Start of Block

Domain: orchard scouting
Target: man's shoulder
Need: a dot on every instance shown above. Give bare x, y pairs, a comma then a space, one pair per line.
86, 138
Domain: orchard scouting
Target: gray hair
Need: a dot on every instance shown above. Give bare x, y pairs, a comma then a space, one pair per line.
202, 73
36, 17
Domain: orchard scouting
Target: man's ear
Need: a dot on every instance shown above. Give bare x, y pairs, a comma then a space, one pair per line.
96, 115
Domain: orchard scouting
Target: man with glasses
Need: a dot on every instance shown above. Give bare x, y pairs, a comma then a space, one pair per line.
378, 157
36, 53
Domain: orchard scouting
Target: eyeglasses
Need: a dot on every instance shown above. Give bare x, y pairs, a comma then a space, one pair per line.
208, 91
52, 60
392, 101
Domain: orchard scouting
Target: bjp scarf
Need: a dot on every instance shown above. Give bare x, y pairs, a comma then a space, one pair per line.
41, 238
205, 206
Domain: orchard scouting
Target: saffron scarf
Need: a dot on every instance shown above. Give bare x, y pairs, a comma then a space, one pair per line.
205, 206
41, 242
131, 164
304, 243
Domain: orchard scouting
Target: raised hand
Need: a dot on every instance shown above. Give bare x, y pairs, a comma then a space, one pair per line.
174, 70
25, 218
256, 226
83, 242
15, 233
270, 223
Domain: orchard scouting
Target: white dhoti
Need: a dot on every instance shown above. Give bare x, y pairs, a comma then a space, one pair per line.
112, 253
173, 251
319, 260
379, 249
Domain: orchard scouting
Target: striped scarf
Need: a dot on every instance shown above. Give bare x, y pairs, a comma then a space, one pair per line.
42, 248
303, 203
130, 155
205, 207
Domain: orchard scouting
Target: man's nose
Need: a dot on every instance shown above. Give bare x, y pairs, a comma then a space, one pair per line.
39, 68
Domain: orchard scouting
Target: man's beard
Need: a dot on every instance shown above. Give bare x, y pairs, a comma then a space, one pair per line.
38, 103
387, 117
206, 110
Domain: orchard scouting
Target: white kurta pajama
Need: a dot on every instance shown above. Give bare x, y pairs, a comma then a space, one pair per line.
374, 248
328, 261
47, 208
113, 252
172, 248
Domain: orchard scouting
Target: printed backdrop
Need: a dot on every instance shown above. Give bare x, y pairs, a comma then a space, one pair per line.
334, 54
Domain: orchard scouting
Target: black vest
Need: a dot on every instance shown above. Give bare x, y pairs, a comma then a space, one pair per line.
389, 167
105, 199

End of Block

Problem to work on
Scan the listing for the string "scarf", then copy every line where it appears.

Final answer
Target: bjp scarf
Target: saffron scarf
Target: striped scarf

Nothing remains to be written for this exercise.